- **TASK GOAL**: Copy the lines exactly as they appear, starting with the first line of the records and ending with the line that contains "Target: white ceiling".

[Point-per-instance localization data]
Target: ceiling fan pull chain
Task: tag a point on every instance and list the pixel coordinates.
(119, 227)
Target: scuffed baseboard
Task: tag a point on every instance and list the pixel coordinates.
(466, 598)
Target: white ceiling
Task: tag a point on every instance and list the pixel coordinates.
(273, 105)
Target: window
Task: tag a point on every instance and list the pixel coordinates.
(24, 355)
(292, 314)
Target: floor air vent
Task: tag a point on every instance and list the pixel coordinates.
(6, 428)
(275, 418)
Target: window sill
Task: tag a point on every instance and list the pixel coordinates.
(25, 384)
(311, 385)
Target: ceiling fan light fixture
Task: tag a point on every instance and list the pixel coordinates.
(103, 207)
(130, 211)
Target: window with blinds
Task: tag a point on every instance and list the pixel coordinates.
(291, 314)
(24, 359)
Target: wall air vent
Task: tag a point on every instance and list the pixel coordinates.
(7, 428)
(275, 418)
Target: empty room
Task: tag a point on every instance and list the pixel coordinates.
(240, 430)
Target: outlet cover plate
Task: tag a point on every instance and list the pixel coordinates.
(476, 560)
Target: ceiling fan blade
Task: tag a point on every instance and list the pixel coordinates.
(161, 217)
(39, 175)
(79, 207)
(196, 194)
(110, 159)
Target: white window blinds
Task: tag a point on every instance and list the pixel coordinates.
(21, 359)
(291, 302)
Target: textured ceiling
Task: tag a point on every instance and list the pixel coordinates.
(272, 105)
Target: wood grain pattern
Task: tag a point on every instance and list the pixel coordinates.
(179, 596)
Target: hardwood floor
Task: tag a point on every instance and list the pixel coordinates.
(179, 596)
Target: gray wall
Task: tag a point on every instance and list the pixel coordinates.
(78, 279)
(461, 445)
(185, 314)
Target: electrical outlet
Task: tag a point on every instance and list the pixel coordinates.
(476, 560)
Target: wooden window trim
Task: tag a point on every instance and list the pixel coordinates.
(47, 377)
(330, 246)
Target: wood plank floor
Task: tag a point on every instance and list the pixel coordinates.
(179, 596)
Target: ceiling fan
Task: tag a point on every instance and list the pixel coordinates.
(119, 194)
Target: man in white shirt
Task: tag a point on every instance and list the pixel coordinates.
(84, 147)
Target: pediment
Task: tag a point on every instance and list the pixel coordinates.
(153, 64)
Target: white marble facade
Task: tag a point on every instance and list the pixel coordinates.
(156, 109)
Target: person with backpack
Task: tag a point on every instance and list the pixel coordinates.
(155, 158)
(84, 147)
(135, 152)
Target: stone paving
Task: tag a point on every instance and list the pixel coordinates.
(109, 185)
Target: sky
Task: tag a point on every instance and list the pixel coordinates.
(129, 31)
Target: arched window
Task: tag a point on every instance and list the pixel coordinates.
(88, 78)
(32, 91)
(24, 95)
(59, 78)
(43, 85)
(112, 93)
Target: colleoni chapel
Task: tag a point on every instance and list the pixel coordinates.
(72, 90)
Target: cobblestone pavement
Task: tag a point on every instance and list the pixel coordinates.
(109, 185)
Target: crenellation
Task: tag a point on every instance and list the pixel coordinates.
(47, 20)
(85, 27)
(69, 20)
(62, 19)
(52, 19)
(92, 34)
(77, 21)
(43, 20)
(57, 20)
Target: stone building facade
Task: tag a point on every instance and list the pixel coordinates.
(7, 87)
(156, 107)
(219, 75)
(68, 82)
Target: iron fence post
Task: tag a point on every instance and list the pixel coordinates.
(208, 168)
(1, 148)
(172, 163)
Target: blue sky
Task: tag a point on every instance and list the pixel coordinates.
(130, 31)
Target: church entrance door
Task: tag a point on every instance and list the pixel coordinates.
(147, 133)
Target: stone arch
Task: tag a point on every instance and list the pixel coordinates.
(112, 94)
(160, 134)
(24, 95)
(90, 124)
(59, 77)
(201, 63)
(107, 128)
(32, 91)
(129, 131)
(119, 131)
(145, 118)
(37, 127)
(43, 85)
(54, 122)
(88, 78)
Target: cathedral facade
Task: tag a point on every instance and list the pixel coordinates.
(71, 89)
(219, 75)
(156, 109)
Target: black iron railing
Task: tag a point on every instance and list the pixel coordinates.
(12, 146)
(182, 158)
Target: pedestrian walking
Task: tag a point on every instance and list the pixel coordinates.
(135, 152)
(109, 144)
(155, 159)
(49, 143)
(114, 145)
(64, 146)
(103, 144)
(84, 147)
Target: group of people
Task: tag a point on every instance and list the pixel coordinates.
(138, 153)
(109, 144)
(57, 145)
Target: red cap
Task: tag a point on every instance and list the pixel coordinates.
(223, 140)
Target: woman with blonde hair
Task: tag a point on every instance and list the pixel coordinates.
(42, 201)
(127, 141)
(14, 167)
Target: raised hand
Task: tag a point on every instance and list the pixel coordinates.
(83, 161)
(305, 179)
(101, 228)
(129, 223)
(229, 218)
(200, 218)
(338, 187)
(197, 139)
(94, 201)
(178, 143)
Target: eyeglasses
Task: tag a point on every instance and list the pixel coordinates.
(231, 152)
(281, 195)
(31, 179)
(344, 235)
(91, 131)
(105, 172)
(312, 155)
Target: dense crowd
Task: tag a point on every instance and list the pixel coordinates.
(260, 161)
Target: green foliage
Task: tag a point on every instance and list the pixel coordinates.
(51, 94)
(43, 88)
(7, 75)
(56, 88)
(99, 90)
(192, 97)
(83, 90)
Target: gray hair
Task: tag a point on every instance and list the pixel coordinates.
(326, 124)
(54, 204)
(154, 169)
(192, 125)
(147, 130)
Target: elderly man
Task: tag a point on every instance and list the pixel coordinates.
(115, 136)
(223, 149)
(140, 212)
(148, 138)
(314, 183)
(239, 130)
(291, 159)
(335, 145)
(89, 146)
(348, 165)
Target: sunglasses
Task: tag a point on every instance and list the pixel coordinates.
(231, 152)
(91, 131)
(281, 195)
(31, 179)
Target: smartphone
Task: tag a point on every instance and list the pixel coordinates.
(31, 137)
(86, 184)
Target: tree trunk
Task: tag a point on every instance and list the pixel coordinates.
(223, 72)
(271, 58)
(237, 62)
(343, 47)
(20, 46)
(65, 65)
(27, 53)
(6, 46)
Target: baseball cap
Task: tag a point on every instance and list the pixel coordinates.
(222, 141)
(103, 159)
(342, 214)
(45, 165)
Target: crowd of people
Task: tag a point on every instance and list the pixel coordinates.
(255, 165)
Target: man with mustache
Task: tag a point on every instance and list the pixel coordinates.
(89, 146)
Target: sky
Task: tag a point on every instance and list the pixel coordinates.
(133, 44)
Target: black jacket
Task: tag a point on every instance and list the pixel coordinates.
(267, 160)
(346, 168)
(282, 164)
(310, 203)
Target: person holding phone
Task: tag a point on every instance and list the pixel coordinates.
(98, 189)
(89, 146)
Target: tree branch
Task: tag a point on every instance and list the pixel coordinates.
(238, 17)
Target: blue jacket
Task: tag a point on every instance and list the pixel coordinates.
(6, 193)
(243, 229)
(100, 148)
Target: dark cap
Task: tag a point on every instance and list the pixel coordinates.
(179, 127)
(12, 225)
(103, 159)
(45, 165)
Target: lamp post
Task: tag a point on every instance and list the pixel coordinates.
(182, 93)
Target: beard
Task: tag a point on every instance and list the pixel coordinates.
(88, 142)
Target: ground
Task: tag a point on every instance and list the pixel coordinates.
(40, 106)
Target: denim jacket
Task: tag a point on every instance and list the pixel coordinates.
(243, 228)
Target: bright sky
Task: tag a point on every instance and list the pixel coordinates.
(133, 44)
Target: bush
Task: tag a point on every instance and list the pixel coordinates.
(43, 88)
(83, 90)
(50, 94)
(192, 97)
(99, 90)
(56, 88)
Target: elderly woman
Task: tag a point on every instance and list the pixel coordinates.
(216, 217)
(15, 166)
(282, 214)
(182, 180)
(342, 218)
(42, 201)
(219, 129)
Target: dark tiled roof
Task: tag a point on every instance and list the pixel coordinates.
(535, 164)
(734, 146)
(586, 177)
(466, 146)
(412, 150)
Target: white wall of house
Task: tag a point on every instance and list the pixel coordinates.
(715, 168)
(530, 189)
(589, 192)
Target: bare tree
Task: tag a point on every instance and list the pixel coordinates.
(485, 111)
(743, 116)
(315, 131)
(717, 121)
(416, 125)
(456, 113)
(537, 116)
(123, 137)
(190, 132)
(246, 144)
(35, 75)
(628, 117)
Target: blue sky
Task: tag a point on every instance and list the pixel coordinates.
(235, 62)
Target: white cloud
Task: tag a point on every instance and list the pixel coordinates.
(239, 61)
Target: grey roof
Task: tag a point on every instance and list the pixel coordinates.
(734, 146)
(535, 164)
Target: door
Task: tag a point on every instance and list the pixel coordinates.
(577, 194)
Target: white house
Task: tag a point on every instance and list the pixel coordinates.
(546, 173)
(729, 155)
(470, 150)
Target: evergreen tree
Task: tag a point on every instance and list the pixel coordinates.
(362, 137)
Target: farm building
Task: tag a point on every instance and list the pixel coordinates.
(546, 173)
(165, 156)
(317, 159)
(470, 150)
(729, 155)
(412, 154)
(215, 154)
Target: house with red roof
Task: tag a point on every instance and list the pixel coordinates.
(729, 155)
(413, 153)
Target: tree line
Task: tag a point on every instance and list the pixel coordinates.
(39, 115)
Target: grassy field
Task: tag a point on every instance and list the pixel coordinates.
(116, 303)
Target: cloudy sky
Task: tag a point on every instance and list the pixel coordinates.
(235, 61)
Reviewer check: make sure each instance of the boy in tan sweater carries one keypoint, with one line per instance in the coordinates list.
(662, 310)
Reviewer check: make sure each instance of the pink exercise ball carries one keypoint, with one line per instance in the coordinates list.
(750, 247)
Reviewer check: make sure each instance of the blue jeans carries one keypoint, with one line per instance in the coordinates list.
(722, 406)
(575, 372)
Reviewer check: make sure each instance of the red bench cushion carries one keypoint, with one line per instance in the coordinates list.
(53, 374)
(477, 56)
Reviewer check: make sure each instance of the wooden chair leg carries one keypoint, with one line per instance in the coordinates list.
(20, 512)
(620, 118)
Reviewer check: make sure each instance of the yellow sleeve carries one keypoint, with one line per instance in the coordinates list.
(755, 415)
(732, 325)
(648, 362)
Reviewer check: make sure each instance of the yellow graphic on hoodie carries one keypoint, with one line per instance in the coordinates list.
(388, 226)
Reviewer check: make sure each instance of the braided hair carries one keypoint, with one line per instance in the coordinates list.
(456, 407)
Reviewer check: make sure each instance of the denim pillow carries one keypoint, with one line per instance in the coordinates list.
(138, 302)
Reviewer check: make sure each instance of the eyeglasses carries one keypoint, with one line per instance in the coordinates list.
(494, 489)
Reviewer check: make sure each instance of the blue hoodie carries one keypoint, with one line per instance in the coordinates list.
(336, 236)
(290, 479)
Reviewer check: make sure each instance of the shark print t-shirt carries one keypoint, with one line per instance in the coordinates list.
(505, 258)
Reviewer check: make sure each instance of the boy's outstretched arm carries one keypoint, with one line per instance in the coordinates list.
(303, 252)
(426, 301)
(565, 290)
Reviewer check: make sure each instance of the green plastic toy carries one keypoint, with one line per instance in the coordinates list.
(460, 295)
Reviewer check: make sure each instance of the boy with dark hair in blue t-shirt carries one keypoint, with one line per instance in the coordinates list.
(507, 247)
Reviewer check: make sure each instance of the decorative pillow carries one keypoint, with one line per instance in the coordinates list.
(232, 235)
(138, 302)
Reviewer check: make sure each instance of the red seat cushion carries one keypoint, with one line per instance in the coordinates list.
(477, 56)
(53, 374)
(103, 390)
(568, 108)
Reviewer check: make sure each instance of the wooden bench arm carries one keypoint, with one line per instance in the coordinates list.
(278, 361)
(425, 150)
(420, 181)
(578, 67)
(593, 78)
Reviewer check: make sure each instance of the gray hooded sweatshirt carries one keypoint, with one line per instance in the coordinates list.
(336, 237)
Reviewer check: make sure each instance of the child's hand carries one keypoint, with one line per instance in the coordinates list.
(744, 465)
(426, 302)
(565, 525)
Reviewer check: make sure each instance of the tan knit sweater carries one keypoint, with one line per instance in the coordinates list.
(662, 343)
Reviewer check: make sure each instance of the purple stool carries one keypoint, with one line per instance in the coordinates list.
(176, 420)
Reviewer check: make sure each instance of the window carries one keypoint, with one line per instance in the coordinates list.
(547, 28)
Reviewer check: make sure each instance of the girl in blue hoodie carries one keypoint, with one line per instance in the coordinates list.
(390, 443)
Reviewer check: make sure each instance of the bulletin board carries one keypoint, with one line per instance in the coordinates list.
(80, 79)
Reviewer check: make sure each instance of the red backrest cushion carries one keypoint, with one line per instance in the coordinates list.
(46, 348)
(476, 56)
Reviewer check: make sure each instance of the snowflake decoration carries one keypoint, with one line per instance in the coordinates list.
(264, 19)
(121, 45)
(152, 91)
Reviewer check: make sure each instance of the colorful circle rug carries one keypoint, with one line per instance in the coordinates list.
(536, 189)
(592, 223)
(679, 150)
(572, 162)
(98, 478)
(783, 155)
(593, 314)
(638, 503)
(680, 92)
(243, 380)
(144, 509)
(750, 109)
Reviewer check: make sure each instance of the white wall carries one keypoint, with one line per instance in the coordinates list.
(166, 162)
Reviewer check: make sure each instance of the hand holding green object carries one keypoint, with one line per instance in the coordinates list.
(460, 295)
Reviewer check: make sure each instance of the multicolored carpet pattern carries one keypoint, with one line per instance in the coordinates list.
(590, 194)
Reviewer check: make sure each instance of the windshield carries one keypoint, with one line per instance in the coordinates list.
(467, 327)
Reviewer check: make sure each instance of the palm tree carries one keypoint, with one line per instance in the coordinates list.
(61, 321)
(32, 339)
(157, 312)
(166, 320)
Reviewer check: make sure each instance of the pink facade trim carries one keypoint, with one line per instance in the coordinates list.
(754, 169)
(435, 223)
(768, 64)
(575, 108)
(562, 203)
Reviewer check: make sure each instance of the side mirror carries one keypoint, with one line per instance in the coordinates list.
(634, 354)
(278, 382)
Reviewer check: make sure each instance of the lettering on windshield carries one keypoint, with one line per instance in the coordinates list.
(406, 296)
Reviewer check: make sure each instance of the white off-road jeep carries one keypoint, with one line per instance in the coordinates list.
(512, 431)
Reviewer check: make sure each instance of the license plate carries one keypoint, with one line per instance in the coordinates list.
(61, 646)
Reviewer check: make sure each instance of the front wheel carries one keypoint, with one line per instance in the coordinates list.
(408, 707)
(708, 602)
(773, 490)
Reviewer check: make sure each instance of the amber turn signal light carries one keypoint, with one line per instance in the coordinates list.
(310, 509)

- **SOLUTION FOR THIS EXERCISE**:
Target: ceiling fan pull chain
Task: tag a point on every instance and list the pixel coordinates.
(119, 227)
Target: scuffed baseboard
Task: tag a point on every instance and list the pixel coordinates.
(466, 598)
Target: white ceiling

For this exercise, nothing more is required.